- **PROBLEM 1**: Return the stretch of the flight control text that begins at the words "Note the division" and stops after "a bare aircraft.", copied word for word.

- **SELECTION**:
6. FCDC and BCM — the watcher and the last yaw resort
6.1 FCDC — data only
Per FCOM DSC-27-10-10:
The FCDCs acquire data from the PRIMs and SECs and send this data to the EIS and CMC.
The FCDCs touch no surface. They take data from the commanding computers and forward it to the displays (EIS) and the central maintenance computer (CMC). Both FCDCs failed = degraded indication and reporting, not degraded control — the aircraft still flies on PRIM/SEC. FCOM also flags a well-known nuisance message. Per FCOM DSC-27-10-10:
On ground, a spurious "RUD TRV LIM" could be displayed on INOP SYS ECAM status page, in case of one FCDC does not detect its ground condition. This message will disappear as soon as the rudder control is pressurized by hydraulic.
Remember the pattern: a cold-and-dark ground state can show a spurious RUD TRV LIM, which clears once the rudder control is hydraulically pressurised. Detail in FCDC.
6.2 BCM — yaw when everything else is gone
Per FCOM DSC-27-10-10:
The BCM computer provides yaw damping, and direct rudder command with pedals, via an independent unit, in case of: Total electrical failure, or Loss of rudder control due to a Flight Control Computer (PRIM and SEC) failure. It includes: Its own electrical generator, referred to as the Backup Power Supply (BPS), which is supplied by the B or Y hydraulic system; Its own sensors (gyrometers and pedals deflection); Control of the B and Y hydraulic actuators. When activated, as in yaw alternate law, there is no turn coordination.
The BCM is the last electrical path for yaw. When all flight control computers are lost, or the aircraft loses all electrical power, the BCM generates its own power (the BPS, driven by the Blue or Yellow hydraulic system), uses its own gyrometers and pedal-deflection sensors, and gives the pilot direct pedal-to-rudder control through the B and Y rudder actuators. There is no turn coordination in this mode — yaw is whatever you put in with the pedals.
Note the division of "last resorts" across the axes:
| Axis | Last resort | Power for it |
|---|---|---|
| Pitch | Mechanical — the THS manual trim wheel | none required (mechanical run) |
| Yaw | BCM — direct pedal-to-rudder | self-generated BPS from B/Y hydraulic |
| Roll | (no dedicated last resort) | covered earlier by aileron/spoiler hydraulic redundancy |
Detail in Mechanical Back-up and BCM and Electrical Back-up BCM/BPS.
7. The control laws — a ladder that always catches you
Tie §§1–6 together and the EFCS has a health spectrum: the more that fails, the further the law steps down, the fewer the protections, and the closer the handling gets to a bare aircraft.
Normal Law ──┬─ full protections ────────────────► normal flying
(healthy) │
▼ loss of key sensors / computers / hydraulic combinations
Alternate Law (ALT1 / ALT2) ── reduced protections ─► still well-behaved
▼ further failures
Direct Law ── stick-to-surface, no protection, "USE MAN PITCH TRIM" ─► like a bare aircraft
▼ all flight control computers lost / total electrical loss
Mechanical Back-Up ── pitch = THS trim wheel · yaw = BCM ─► survival fallback
Two anchors for the bottom of the ladder:
- In Direct Law, autotrim is gone, so the crew trims pitch manually with the wheel. Per FCOM, when only the mechanical back-up remains the PFD shows the cue in red. Per FCOM DSC-27-20-20-50: the mechanical back-up is available, by using the manual pitch trim (THS). "MAN PITCH TRIM ONLY" is displayed in red on the PFDs.

- **PROBLEM 2**: Please give the number of lines in the entries below that contain the string "given", counting case as significant, and reply with that number alone.

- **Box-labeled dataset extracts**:
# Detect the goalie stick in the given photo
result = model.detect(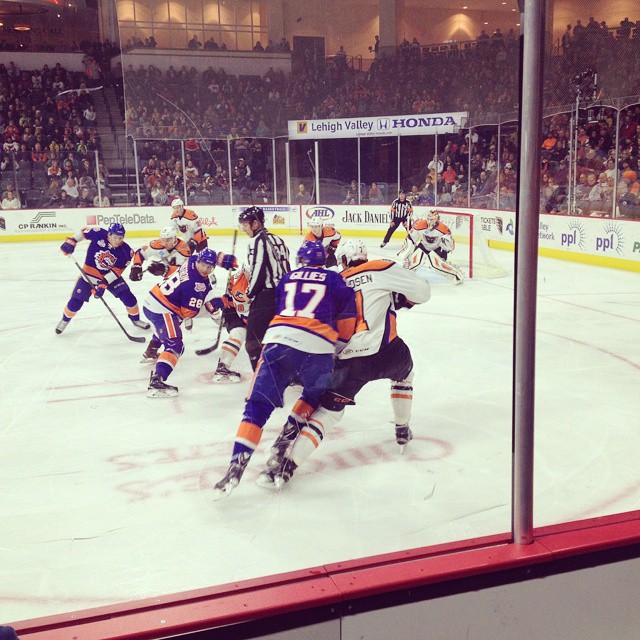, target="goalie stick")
[69,254,146,342]
[196,229,238,356]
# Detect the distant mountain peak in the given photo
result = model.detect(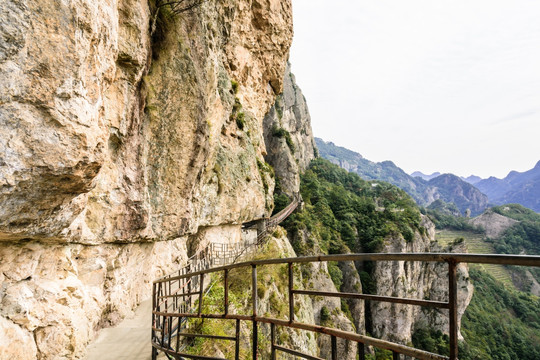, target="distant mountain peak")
[315,138,488,215]
[411,171,441,181]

- **EXPECTED ANSWER 1**:
Note the division of "last resorts" across the axes:
| Axis | Last resort | Power for it |
|---|---|---|
| Pitch | Mechanical — the THS manual trim wheel | none required (mechanical run) |
| Yaw | BCM — direct pedal-to-rudder | self-generated BPS from B/Y hydraulic |
| Roll | (no dedicated last resort) | covered earlier by aileron/spoiler hydraulic redundancy |
Detail in Mechanical Back-up and BCM and Electrical Back-up BCM/BPS.
7. The control laws — a ladder that always catches you
Tie §§1–6 together and the EFCS has a health spectrum: the more that fails, the further the law steps down, the fewer the protections, and the closer the handling gets to a bare aircraft.

- **EXPECTED ANSWER 2**: 2